There are a wide range of immersion environments where protective coatings (liquid or powder), sheet materials, or rubber linings may be expected to protect an asset. Some of the environments range from basic water immersion to chemical immersion with perhaps high pressure and elevated temperatures. The most widely protected assets are constructed of concrete and metallic substrates that can range from basic steel structures such as rail cars and storage tanks to nuclear power plants. There are several test methods used to simulate actual service environments. This article focuses on a few ASTM and NACE standard test methods for immersion and one-sided cell testing.
Starting Simple – Distilled Water
One of the more basic environments but arguably one of the most aggressive is distilled water. ASTM D870 “Standard Practice for Testing Water Resistance of Coatings Using Water Immersion” primarily tests coated substrates fully or partially immersed in distilled water. The method subjects the coated substrates to circulating or aerated water at room temperature (23°C), or at slightly elevated temperatures: 32°C, 38°C or 40°C. Depending on the duration of exposure (typically chosen by the material manufacturer), the test panels may be rotated, and the water can be periodically changed. When the exposure time is completed, the coatings are immediately evaluated visually for any physical changes when compared to a non-exposed coated panel. If significant changes are observed, the coatings are allowed a recovery period of 12 to 24 hours, after which the coatings are re-evaluated for physical properties and visual defects.
Another method for assessing water resistance is ASTM D7230 “Standard Guide for Evaluating Polymeric Lining Systems for Water Immersion in Coating Service Level III Safety-Related Applications on Metal Substrates.” This method can be used to evaluate a coating product or a lining system for maintenance or new construction. Products include liquid- and paste-grade polymeric materials and are tested on metallic panels. The method covers two different phases of testing: Phase 1 is used to evaluate the permeability of the coating and resistance to water via one-sided cell (Atlas Cell) testing followed by destructive testing. Permeability testing is used to determine how well the coating will behave when exposed to water, while Atlas Cell testing is performed with a temperature gradient to simulate the intended service environment. Phase 2 includes more destructive tests that can be used to help refine the selection process of a coating product.

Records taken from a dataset

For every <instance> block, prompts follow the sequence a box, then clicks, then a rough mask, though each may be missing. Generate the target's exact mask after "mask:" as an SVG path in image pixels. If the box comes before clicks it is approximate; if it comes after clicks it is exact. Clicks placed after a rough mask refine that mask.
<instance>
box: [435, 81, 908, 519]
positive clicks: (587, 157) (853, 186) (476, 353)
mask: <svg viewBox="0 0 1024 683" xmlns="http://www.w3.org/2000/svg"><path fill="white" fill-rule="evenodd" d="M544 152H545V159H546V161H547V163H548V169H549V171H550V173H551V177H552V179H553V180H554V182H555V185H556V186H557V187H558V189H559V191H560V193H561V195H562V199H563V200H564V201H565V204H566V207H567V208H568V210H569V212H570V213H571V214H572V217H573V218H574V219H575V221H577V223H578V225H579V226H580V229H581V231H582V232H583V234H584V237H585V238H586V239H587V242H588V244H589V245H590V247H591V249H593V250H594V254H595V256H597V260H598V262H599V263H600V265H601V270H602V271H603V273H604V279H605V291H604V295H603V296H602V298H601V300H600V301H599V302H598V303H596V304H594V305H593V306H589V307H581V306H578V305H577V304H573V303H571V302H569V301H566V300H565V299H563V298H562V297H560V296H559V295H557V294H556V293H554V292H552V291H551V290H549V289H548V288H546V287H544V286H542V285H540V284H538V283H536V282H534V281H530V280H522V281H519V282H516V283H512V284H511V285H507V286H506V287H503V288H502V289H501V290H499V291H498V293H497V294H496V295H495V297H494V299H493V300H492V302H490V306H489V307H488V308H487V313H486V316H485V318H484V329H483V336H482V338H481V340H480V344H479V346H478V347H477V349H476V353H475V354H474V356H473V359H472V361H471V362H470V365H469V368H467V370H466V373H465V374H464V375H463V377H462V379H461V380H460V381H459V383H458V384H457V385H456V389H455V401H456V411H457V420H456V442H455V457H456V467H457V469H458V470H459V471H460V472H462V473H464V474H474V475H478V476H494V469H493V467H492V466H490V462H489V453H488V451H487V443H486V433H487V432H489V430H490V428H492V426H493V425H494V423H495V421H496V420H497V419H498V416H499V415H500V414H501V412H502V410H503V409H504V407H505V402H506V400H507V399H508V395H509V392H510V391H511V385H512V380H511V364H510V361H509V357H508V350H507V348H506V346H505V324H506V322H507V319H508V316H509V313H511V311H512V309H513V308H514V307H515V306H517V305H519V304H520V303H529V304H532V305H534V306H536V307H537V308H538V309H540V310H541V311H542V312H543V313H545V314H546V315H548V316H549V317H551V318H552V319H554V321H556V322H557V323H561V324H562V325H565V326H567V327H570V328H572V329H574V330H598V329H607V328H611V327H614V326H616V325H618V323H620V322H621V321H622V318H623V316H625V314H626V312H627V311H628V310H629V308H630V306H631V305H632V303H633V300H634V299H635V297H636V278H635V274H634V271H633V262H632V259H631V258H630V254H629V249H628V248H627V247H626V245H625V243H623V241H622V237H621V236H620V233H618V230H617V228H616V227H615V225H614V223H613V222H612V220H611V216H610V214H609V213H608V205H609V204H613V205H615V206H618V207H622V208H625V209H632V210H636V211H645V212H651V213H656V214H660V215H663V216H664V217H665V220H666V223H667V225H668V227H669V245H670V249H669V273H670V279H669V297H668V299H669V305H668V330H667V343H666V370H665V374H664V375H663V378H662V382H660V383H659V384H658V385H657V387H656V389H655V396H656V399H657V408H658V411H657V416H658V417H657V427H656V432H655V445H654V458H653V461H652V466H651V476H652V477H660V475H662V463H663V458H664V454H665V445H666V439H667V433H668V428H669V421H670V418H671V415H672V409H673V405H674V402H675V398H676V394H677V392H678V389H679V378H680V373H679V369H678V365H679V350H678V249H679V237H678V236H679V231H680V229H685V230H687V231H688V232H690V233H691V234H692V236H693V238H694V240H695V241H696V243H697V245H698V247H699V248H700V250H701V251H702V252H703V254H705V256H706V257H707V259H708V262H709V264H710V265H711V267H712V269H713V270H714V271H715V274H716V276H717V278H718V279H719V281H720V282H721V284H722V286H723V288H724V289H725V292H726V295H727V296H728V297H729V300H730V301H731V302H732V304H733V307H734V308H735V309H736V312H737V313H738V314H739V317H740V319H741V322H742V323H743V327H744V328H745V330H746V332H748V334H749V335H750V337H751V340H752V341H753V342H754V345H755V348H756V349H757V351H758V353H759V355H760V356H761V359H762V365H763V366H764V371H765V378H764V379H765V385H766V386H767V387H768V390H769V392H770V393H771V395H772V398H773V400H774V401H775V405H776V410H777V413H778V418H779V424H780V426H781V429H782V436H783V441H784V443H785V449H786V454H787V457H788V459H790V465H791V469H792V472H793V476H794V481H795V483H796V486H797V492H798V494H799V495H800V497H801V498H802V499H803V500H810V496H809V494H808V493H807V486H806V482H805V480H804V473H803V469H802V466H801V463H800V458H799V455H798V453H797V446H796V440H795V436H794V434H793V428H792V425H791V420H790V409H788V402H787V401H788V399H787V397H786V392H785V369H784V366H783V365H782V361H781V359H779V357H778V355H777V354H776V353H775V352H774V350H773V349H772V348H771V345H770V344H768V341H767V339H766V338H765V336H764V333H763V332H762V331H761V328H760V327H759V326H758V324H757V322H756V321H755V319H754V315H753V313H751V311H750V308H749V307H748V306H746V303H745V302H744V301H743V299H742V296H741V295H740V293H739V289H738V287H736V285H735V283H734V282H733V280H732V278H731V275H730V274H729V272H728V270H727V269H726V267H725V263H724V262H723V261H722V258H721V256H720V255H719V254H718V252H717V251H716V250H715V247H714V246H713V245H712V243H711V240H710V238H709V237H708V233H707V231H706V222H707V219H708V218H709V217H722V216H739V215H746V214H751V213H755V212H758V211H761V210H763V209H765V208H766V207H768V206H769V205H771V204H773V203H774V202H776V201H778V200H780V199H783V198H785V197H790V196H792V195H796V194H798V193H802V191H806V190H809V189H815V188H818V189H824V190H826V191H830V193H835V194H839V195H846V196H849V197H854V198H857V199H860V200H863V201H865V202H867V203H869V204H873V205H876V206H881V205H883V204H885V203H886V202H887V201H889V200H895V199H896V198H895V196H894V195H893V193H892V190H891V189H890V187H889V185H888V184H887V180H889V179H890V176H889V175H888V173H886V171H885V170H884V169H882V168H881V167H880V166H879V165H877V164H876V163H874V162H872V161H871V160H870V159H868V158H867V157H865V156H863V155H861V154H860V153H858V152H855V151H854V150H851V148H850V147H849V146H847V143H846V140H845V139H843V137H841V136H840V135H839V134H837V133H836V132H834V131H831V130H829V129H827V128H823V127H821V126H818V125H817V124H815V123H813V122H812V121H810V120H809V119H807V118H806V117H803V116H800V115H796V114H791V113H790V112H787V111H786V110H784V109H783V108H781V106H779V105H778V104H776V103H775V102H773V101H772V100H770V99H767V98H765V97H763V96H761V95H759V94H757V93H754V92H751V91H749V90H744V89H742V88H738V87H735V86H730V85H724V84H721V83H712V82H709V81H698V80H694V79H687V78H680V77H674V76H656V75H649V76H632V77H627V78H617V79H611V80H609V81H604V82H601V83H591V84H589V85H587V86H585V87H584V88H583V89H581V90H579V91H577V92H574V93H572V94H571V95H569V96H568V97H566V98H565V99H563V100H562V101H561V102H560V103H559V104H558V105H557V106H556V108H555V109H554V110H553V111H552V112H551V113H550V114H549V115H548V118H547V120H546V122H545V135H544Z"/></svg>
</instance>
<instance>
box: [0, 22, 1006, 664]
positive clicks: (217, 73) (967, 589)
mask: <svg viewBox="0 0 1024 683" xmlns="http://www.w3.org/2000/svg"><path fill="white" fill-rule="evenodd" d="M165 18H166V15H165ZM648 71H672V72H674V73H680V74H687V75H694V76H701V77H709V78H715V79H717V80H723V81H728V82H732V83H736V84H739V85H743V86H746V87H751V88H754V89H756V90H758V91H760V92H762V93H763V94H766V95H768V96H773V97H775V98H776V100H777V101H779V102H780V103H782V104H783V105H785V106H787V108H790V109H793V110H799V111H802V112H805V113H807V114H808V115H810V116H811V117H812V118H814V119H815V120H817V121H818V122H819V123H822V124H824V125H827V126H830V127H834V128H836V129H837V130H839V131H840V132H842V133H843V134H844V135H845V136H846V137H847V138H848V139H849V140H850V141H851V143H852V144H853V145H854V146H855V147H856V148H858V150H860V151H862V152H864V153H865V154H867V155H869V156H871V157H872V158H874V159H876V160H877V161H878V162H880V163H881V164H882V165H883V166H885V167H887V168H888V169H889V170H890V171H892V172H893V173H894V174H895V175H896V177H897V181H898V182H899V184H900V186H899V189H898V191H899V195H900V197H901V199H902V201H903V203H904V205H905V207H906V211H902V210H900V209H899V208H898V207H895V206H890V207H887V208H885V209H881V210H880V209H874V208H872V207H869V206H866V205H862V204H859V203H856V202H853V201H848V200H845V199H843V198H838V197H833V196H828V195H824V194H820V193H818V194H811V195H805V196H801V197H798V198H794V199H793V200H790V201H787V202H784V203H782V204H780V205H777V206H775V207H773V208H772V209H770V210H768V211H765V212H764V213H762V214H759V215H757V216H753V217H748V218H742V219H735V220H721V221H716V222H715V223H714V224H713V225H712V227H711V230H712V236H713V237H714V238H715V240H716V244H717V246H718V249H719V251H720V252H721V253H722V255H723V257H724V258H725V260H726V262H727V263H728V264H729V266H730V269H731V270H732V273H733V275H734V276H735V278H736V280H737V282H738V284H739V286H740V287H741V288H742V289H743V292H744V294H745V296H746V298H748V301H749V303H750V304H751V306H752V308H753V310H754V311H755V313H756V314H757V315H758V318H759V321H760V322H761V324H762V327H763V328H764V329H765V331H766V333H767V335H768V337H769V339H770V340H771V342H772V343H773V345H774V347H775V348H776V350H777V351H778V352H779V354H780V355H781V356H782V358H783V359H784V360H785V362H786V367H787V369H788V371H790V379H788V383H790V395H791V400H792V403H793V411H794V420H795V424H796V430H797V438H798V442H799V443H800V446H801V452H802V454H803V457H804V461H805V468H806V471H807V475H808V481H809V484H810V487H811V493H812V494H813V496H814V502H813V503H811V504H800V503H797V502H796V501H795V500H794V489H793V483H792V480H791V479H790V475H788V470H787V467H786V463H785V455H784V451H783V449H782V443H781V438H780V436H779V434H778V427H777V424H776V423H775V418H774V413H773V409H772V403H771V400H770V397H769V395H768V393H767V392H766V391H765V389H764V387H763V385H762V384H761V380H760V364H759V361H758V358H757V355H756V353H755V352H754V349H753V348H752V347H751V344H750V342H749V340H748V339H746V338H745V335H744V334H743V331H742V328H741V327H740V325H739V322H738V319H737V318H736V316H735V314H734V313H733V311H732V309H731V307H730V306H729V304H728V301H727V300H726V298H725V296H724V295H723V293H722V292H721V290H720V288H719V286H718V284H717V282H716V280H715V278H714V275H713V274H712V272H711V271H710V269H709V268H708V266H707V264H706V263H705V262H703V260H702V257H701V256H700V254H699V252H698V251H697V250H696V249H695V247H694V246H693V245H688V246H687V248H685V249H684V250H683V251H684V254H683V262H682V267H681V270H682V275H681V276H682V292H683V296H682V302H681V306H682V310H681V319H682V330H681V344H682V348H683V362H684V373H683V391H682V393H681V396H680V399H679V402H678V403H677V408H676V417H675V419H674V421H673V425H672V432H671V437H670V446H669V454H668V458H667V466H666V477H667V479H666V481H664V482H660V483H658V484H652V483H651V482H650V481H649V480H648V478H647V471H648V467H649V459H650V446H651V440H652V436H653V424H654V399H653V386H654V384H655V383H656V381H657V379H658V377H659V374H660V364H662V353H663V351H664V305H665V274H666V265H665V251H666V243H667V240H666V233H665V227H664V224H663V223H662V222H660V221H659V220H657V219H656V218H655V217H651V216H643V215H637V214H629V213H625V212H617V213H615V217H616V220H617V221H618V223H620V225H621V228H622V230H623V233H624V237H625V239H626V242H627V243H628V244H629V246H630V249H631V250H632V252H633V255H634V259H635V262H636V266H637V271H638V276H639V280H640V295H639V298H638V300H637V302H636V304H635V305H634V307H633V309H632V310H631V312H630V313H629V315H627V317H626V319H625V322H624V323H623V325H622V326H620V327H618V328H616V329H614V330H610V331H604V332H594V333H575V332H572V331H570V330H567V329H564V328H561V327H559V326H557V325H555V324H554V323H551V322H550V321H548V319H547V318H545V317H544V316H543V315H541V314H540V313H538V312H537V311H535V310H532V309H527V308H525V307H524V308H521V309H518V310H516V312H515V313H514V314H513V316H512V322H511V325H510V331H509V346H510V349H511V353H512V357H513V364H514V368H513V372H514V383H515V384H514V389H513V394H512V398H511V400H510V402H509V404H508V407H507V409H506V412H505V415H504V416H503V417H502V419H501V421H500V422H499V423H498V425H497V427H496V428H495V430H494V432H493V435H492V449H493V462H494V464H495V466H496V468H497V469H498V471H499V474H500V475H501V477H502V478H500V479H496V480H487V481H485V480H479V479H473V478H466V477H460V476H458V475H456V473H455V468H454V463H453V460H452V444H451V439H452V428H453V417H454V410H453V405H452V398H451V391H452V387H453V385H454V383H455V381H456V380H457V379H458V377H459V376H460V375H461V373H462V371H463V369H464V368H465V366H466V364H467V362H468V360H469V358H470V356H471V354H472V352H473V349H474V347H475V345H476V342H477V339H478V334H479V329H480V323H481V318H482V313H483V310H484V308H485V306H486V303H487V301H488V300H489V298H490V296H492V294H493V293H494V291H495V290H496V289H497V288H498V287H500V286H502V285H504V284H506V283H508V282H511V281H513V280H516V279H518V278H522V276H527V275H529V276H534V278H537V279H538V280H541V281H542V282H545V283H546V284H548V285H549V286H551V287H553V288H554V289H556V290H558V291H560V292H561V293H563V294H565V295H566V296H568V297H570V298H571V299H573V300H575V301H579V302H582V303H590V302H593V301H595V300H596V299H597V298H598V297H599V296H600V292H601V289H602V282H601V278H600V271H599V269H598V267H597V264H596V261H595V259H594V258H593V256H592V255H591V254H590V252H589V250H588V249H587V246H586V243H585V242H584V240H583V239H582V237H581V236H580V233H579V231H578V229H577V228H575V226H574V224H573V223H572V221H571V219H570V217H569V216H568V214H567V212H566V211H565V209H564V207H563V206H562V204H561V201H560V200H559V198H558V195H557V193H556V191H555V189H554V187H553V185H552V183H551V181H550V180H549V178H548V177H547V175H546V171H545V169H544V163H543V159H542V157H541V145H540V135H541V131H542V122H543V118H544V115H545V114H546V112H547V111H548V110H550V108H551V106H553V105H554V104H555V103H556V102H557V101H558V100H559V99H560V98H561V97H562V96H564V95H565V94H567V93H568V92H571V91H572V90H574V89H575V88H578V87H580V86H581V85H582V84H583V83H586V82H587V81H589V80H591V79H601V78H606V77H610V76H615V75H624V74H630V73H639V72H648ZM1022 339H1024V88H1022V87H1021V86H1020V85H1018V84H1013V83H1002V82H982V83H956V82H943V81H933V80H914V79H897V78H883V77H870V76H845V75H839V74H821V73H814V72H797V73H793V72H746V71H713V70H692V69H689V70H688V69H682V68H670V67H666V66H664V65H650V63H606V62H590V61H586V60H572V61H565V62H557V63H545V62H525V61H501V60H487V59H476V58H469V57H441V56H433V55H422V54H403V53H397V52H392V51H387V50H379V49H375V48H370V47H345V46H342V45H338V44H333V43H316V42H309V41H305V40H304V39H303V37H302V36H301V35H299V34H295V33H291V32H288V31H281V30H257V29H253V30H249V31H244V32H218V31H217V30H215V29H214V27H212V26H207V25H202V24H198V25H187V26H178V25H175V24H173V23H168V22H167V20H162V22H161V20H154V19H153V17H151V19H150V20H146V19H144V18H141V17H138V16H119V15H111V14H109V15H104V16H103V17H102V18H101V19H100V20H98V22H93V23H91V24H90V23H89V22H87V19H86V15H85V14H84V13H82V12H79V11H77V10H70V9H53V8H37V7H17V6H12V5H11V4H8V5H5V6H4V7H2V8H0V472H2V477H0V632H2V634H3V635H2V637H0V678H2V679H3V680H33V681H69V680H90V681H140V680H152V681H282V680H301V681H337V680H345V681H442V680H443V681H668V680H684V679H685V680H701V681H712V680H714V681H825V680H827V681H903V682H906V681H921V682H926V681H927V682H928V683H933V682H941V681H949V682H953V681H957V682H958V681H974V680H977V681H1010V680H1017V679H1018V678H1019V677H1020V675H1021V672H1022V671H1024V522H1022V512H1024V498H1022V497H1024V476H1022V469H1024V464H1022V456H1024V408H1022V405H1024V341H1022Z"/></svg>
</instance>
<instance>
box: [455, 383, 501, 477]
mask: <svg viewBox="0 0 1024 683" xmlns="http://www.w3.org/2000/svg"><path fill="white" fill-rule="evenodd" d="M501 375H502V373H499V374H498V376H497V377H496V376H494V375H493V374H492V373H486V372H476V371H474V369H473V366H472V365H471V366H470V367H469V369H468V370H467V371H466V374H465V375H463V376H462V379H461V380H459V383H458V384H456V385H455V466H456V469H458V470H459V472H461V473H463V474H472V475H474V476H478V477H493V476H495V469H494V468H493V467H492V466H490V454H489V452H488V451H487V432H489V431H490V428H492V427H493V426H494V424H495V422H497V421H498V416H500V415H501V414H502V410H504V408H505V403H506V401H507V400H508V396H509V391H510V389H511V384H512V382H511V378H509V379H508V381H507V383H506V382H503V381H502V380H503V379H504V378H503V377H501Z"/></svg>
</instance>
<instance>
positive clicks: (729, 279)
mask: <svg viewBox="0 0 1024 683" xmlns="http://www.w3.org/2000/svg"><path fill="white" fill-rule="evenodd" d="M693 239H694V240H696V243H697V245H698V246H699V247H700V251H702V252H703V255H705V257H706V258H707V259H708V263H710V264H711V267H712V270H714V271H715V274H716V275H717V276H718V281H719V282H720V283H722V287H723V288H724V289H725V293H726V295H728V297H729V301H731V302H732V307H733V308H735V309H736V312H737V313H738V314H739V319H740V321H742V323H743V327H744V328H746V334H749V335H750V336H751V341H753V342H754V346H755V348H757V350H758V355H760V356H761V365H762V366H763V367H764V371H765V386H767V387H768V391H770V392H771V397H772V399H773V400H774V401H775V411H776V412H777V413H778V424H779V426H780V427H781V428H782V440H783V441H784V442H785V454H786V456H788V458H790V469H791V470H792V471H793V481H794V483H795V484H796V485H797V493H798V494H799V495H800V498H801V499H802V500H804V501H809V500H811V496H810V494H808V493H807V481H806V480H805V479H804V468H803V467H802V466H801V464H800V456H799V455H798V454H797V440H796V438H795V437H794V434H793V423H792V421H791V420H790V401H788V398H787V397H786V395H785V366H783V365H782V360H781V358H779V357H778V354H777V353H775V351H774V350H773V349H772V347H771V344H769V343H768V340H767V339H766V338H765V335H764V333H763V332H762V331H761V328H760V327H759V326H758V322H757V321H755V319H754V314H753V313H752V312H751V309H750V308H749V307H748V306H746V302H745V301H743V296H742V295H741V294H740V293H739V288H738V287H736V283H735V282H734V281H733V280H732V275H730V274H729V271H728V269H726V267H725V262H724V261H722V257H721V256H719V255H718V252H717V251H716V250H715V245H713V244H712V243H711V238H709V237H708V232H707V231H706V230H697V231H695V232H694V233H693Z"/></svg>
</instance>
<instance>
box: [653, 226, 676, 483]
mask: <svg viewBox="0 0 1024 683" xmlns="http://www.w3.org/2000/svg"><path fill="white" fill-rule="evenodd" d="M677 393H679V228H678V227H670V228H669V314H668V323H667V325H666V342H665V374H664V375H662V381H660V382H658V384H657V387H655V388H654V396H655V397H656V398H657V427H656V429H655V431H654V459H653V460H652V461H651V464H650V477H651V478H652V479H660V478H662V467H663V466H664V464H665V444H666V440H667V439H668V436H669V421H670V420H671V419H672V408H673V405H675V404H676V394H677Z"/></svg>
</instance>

• [Tasks to carry out]:
**1)** According to the text on immersion testing of coatings, how long is the recovery period given to coatings that show significant changes under ASTM D870?
**2)** Carry on the text on immersion testing of coatings, starting after its last sentence.
These records come from a separate source unrelated to the text.

• [Exercise responses]:
**1)** 12 to 24 hours.

**2)**
Getting More Aggressive – Temperature and Pressure Gradients
In addition to water immersion, other test methods employ various chemical solutions representative of the conditions seen in pipe or storage vessels (steel or concrete) using the Atlas Cell method. ASTM D6943 “Standard Practice for Immersion Testing of Industrial Protective Coatings and Linings” can be used to evaluate candidate coatings that will be continuously or intermittently exposed to chemical solutions. The chemicals used for the exposure are typically selected based on the anticipated service environment. The standard provides for three different methods of varying temperatures and pressures. Method A (Immersion with No Temperature Gradient) is used to evaluate coatings at a constant temperature under atmospheric pressure using a glass vessel (Atlas Cell) with ports to allow venting and release any pressurization during exposure. The test panels are immersed ⅔ to ¾ into the chemical solution at room temperature for a minimum of 30 days or as agreed upon by the contracting parties. Method B (Immersion with Temperature Gradient) exposes coatings to different temperatures on the panel faces to create a cold wall effect, which is when the interior side is heated, and the exterior is cooled.
Method C (Immersion Testing at Static Temperature and Elevated Pressure) employs an insulated pressure vessel that has an external heat source capable of exposing the coating to higher temperatures and pressures. Method C also allows for temperature cycling. Typical cyclic exposure times are a minimum of 30 days or continued until failure of the coating. Once the testing is completed for all three methods, the exposed areas of the liquid and vapor phases are examined and evaluated for physical properties including pencil hardness, durometer hardness, tensile adhesion, gloss, and color variations (visually or with a spectrophotometer) as well as any visual defects such as blistering, rusting, lifting, cracking, peeling, or erosion.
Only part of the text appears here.